YOUR OBJECTIVE ▸ Return the lines from the one containing "the green grass" to the end of the material, both end lines included, exactly and with nothing else.

________________________________________

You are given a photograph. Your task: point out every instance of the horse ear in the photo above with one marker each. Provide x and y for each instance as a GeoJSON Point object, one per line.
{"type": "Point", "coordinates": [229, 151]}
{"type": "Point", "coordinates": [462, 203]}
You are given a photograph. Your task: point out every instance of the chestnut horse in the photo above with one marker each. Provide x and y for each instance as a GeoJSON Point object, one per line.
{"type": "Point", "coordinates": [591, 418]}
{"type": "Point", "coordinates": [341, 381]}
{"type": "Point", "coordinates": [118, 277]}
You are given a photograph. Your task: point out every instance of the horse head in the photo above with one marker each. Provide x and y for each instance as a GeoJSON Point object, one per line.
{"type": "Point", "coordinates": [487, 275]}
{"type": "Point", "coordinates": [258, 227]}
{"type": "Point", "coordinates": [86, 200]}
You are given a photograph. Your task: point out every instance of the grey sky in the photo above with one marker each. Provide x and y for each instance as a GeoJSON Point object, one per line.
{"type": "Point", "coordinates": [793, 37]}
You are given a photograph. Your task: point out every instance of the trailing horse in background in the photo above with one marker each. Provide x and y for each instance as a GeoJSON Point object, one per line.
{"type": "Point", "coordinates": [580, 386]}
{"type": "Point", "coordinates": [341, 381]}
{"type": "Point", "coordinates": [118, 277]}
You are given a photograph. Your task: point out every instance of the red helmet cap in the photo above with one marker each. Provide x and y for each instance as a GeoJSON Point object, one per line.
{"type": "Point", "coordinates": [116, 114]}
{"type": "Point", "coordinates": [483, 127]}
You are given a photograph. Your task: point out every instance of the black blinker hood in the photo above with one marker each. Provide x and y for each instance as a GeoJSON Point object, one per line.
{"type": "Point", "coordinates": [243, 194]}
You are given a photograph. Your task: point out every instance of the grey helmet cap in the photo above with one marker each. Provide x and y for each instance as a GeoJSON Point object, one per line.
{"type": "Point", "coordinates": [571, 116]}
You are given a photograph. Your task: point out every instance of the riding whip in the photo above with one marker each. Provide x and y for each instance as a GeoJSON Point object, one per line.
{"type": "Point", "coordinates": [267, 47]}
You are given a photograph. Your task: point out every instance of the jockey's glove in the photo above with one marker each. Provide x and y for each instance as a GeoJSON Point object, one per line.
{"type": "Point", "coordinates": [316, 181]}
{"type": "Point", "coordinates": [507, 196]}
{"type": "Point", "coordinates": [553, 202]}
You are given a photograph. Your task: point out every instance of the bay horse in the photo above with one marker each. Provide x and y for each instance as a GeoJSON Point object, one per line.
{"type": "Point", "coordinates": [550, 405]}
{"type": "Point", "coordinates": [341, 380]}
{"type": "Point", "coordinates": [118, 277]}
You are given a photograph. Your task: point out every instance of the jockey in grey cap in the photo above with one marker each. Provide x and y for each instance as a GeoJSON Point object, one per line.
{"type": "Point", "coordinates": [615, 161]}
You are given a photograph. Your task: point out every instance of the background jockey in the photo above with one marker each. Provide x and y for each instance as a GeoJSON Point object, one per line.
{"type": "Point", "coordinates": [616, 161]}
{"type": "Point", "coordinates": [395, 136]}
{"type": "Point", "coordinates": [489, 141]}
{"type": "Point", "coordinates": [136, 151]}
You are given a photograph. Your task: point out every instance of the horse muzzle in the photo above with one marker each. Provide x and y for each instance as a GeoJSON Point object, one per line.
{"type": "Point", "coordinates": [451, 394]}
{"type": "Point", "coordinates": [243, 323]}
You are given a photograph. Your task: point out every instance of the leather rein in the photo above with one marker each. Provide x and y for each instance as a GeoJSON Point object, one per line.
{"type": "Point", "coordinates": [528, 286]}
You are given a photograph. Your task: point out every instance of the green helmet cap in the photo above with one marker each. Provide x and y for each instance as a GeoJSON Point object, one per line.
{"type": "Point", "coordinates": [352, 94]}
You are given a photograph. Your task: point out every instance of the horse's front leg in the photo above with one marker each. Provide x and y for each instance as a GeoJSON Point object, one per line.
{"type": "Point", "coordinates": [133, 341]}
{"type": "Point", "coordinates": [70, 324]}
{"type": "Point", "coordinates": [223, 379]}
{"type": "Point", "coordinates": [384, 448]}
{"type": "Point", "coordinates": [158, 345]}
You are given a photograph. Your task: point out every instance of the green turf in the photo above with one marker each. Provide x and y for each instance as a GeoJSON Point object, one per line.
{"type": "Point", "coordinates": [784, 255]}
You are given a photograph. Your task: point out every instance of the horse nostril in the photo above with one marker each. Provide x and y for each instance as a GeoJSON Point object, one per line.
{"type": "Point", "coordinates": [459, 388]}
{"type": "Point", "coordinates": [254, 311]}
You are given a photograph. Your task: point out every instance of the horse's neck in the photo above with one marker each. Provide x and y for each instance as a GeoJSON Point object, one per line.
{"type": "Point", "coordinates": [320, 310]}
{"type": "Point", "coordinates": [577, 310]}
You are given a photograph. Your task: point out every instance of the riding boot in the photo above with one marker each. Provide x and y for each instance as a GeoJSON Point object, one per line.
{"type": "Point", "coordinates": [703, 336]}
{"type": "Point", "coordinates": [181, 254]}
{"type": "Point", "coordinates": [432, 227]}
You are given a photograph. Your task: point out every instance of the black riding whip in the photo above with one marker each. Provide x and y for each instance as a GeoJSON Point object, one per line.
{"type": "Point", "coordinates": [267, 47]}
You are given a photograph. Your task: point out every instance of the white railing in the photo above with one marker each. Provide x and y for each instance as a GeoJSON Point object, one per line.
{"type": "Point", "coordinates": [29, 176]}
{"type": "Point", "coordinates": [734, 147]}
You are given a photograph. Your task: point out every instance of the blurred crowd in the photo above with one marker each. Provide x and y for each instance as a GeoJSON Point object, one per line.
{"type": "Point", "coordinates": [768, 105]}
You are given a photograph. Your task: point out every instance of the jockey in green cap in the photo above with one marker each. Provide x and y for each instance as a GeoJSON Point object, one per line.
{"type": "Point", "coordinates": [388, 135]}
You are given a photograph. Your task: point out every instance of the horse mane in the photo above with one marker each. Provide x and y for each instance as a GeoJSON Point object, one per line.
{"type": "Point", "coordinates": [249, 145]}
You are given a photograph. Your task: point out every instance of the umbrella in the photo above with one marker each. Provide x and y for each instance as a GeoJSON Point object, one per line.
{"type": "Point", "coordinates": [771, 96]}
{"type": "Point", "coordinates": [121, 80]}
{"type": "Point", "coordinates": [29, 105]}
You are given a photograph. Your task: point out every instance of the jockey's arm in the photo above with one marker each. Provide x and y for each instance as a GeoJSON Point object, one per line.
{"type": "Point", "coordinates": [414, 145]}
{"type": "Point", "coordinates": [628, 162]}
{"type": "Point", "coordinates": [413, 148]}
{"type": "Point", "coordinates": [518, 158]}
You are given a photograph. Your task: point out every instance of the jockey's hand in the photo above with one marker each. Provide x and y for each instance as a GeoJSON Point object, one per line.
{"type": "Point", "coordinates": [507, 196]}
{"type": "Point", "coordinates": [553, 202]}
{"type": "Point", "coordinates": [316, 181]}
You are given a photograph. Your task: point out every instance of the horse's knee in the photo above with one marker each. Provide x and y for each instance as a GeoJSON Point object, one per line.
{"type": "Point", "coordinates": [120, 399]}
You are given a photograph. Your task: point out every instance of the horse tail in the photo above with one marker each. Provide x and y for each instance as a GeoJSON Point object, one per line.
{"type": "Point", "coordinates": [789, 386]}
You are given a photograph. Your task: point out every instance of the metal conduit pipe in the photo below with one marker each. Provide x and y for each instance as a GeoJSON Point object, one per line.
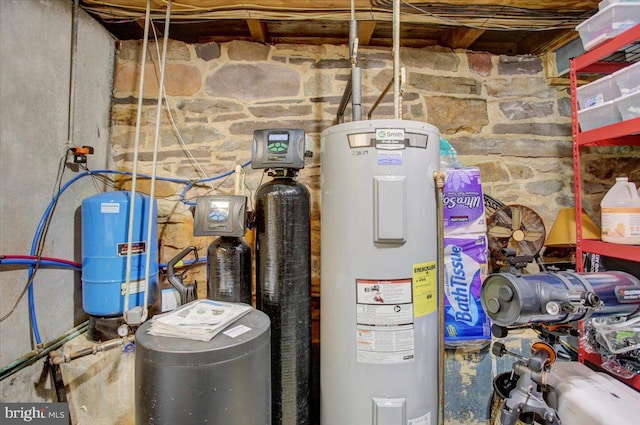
{"type": "Point", "coordinates": [396, 59]}
{"type": "Point", "coordinates": [57, 359]}
{"type": "Point", "coordinates": [35, 355]}
{"type": "Point", "coordinates": [165, 43]}
{"type": "Point", "coordinates": [136, 145]}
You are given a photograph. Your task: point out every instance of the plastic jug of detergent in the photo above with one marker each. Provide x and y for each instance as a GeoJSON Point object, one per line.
{"type": "Point", "coordinates": [620, 213]}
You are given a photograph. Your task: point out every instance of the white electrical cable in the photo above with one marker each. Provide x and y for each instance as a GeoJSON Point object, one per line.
{"type": "Point", "coordinates": [176, 131]}
{"type": "Point", "coordinates": [136, 145]}
{"type": "Point", "coordinates": [145, 308]}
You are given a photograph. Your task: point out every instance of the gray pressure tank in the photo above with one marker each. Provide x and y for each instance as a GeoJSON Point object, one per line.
{"type": "Point", "coordinates": [225, 381]}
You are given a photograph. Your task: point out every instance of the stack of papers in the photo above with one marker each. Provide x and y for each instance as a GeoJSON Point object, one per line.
{"type": "Point", "coordinates": [200, 320]}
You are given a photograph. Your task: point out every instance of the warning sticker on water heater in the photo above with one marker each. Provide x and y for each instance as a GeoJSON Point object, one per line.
{"type": "Point", "coordinates": [384, 321]}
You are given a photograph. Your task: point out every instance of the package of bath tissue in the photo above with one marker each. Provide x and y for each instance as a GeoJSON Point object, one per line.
{"type": "Point", "coordinates": [463, 202]}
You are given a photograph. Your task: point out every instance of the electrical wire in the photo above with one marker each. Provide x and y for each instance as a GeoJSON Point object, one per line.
{"type": "Point", "coordinates": [183, 144]}
{"type": "Point", "coordinates": [493, 17]}
{"type": "Point", "coordinates": [38, 247]}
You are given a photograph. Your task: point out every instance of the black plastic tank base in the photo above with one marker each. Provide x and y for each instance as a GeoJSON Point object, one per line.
{"type": "Point", "coordinates": [225, 381]}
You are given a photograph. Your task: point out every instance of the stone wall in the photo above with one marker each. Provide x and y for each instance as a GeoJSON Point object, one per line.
{"type": "Point", "coordinates": [497, 111]}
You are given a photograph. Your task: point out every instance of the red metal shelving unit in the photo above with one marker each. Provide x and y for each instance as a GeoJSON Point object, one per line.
{"type": "Point", "coordinates": [625, 133]}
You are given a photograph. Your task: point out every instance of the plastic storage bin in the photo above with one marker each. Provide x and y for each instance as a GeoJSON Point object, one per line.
{"type": "Point", "coordinates": [628, 79]}
{"type": "Point", "coordinates": [597, 92]}
{"type": "Point", "coordinates": [629, 106]}
{"type": "Point", "coordinates": [599, 116]}
{"type": "Point", "coordinates": [608, 23]}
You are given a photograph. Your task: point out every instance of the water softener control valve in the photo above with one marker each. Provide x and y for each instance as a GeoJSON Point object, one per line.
{"type": "Point", "coordinates": [220, 215]}
{"type": "Point", "coordinates": [278, 149]}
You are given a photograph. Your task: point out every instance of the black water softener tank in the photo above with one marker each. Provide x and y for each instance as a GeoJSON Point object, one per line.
{"type": "Point", "coordinates": [224, 381]}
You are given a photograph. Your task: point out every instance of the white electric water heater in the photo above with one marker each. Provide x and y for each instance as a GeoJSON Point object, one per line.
{"type": "Point", "coordinates": [379, 330]}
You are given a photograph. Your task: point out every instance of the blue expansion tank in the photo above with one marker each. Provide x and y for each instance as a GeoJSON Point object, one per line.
{"type": "Point", "coordinates": [105, 228]}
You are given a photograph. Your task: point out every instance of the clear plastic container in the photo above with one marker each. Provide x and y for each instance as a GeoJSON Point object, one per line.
{"type": "Point", "coordinates": [620, 213]}
{"type": "Point", "coordinates": [629, 105]}
{"type": "Point", "coordinates": [628, 79]}
{"type": "Point", "coordinates": [612, 20]}
{"type": "Point", "coordinates": [597, 92]}
{"type": "Point", "coordinates": [599, 116]}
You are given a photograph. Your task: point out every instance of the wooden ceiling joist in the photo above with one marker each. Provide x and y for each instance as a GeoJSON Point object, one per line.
{"type": "Point", "coordinates": [258, 30]}
{"type": "Point", "coordinates": [365, 31]}
{"type": "Point", "coordinates": [461, 37]}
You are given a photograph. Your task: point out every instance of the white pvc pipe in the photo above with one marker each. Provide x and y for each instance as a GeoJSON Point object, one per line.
{"type": "Point", "coordinates": [165, 42]}
{"type": "Point", "coordinates": [136, 145]}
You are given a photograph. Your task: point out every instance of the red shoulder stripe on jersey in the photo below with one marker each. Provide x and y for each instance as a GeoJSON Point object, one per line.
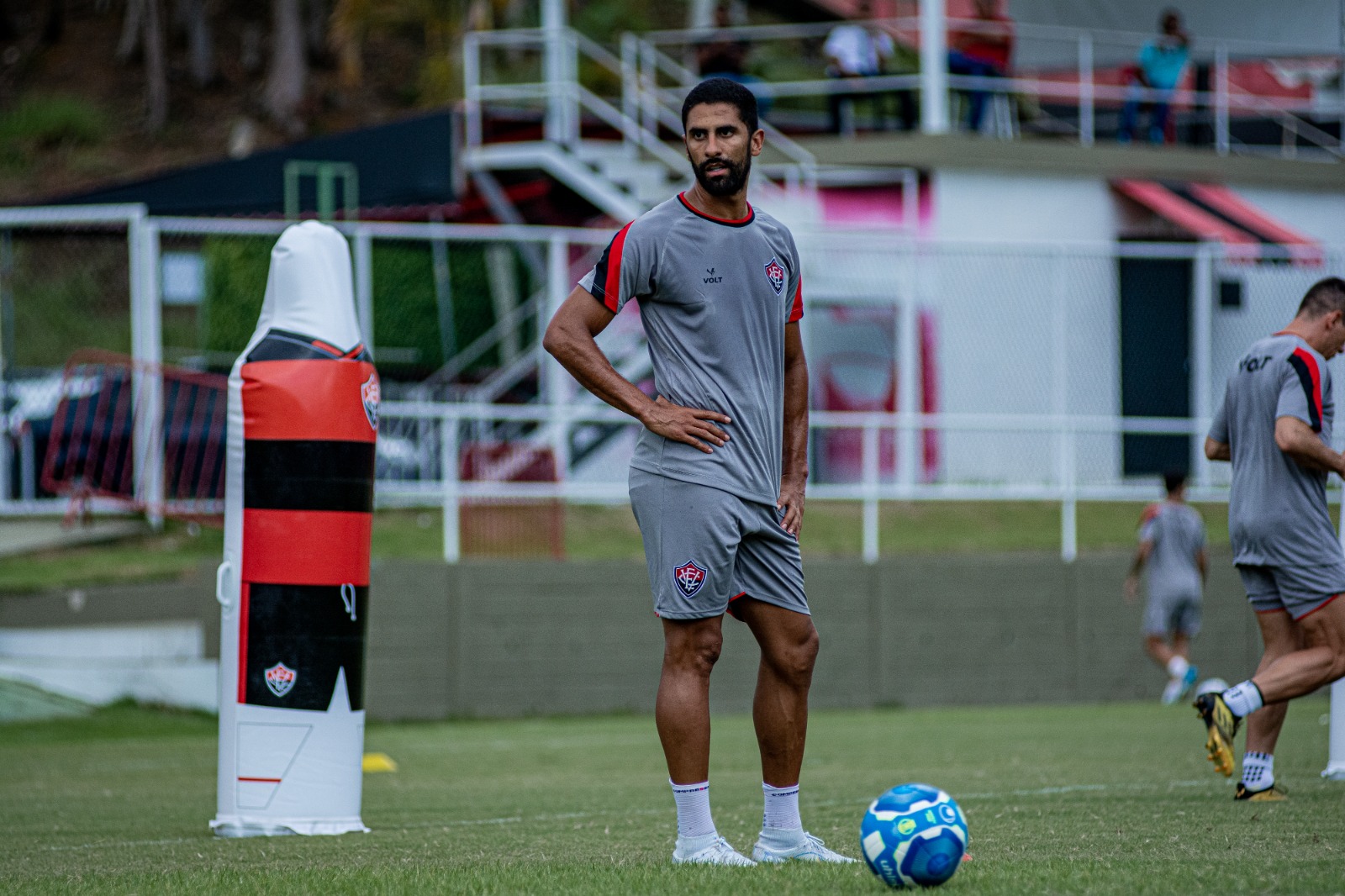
{"type": "Point", "coordinates": [1311, 380]}
{"type": "Point", "coordinates": [797, 311]}
{"type": "Point", "coordinates": [607, 276]}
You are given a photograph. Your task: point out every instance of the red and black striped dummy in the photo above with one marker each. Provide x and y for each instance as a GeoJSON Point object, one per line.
{"type": "Point", "coordinates": [309, 423]}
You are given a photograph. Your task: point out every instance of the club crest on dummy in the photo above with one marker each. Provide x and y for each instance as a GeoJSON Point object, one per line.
{"type": "Point", "coordinates": [369, 396]}
{"type": "Point", "coordinates": [280, 678]}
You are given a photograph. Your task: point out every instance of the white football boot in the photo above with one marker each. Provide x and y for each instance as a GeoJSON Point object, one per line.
{"type": "Point", "coordinates": [709, 849]}
{"type": "Point", "coordinates": [795, 845]}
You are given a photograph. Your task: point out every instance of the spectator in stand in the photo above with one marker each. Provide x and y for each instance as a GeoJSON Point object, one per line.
{"type": "Point", "coordinates": [856, 51]}
{"type": "Point", "coordinates": [1158, 69]}
{"type": "Point", "coordinates": [725, 55]}
{"type": "Point", "coordinates": [981, 47]}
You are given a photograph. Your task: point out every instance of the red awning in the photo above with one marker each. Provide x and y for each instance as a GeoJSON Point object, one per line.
{"type": "Point", "coordinates": [1215, 213]}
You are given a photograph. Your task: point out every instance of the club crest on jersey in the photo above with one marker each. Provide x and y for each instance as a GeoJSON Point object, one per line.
{"type": "Point", "coordinates": [775, 273]}
{"type": "Point", "coordinates": [369, 396]}
{"type": "Point", "coordinates": [280, 678]}
{"type": "Point", "coordinates": [689, 577]}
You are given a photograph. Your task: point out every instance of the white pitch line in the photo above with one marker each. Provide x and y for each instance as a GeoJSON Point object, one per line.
{"type": "Point", "coordinates": [820, 804]}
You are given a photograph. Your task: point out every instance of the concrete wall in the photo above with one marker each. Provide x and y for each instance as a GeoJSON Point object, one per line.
{"type": "Point", "coordinates": [541, 638]}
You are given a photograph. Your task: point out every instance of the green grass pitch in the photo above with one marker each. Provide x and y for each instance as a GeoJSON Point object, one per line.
{"type": "Point", "coordinates": [1060, 799]}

________________________________________

RESPONSE ▸
You are given a photograph. Your task: point out every instance of the green grass pitch in the photo above with one marker each. Provide x and y for each instance as a GeoJSON Point object, one per line.
{"type": "Point", "coordinates": [1060, 799]}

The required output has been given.